Yapılacak iş:
Gazeteciler buluşmasını anlatan yazıda "- 10-11-2025 21:12" ifadesinin geçtiği yerden başlayıp "durumu ele alındı." ifadesinden sonra biten kısmı kelimesi kelimesine aktarır mısınız?

Kaynak metin:
◆ ◆ ◆ ◆ ◆
- 10-11-2025 21:12
- 692
Gazetecilerin odağı Rusya ve Avrasya
MOSKOVA
Geçtiğimiz günlerde Türkiye’de 41 ülkeden yaklaşık 400 gazeteci bir araya geldi. Antalya’nın Alanya ilçesinde gerçekleşen medya buluşmasında özellikle güçlükle mesleklerini sürdürmeye çalışan gazetecilerin güncel durumu ele alındı.

Küresel Gazeteciler Konseyi’nin düzenlediği bu organizasyonda, kendi alanında başarılı birçok gazeteci ile sohbet etme fırsatı buldum. Aynı zamanda gazetecilerin yaşadığı sorunlara dair hazırlanan raporlar da beni kaygılandırdı. Çünkü dijital savaşın en merkezindeki kişiler yine gazeteciler. Çok zor koşullarda ve düşük imkanlarda mesleklerini sürdüren gazeteciler, doğru bilgiye ulaşmak için bazen canını bile hiçe sayabiliyor. İşte Alanya’daki bu zirvede de gazeteci arkadaşlarımızla bu konuyu uzun uzun konuştuk. Küresel Gazeciler Konseyi Başkanı Mehmet Ali Dim’in organize ettiği bu özel zirveye Türkiye Cumhuriyeti Ulaştırma ve Altyapı Bakanı Abdulkadir Uraloğlu, TBMM NATO PA Türk Delegasyonu Başkanı ve AK Parti Antalya Milletvekili Mevlüt Çavuşoğlu, Kuzey Makedonya Meclis Başkanı Afrim Gashi, AK Parti Genel Başkan Yardımcısı ve Hatay Milletvekili Hüseyin Yayman, Antalya Valisi Hulusu Şahin ve çok sayıda gazeteci ve gözlemci katıldı. Bakan Uraloğlu da olmak üzere tüm katılımcılar fikirlerini sundu, bölgesel konuları ele aldı.

Rus medyasının önde gelen isimlerinden olan ve Rus diplomasisinin önemli isimlerinden olan Mikhail Gusman ile de tanışma fırsatı buldum.
◆ ◆ ◆ ◆ ◆
Listelenen veriler:
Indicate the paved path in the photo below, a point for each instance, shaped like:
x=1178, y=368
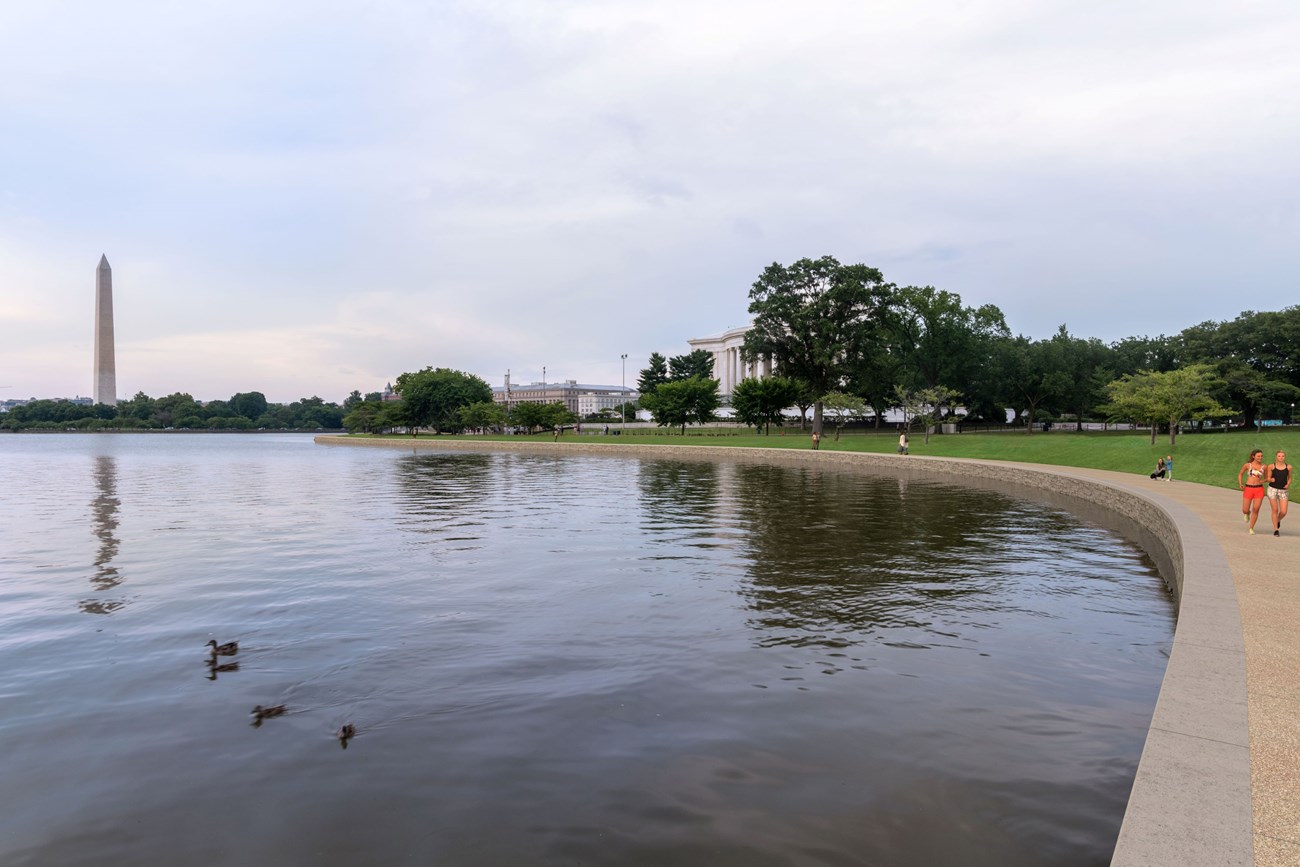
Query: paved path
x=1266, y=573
◆ ◆ ◆ ◆ ◆
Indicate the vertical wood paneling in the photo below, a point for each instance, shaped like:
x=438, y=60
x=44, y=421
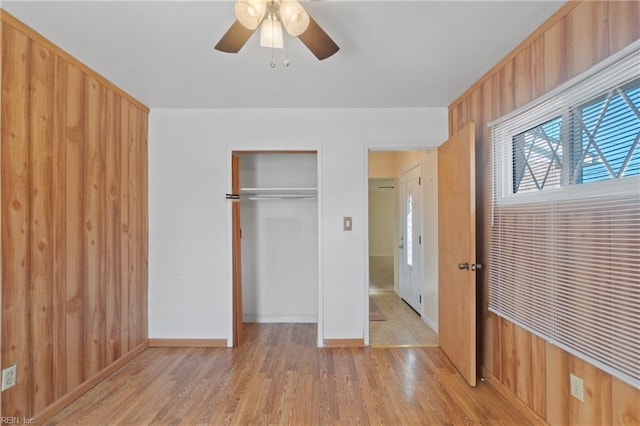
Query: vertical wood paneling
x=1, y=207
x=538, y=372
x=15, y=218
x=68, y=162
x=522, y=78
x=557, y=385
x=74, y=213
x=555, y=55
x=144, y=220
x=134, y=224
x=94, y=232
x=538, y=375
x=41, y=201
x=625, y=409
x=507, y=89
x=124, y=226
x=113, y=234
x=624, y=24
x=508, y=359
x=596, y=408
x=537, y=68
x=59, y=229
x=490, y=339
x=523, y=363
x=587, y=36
◆ ◆ ◆ ◆ ◆
Görevin çözümü:
- 10-11-2025 21:12
- 692
Gazetecilerin odağı Rusya ve Avrasya
MOSKOVA
Geçtiğimiz günlerde Türkiye’de 41 ülkeden yaklaşık 400 gazeteci bir araya geldi. Antalya’nın Alanya ilçesinde gerçekleşen medya buluşmasında özellikle güçlükle mesleklerini sürdürmeye çalışan gazetecilerin güncel durumu ele alındı.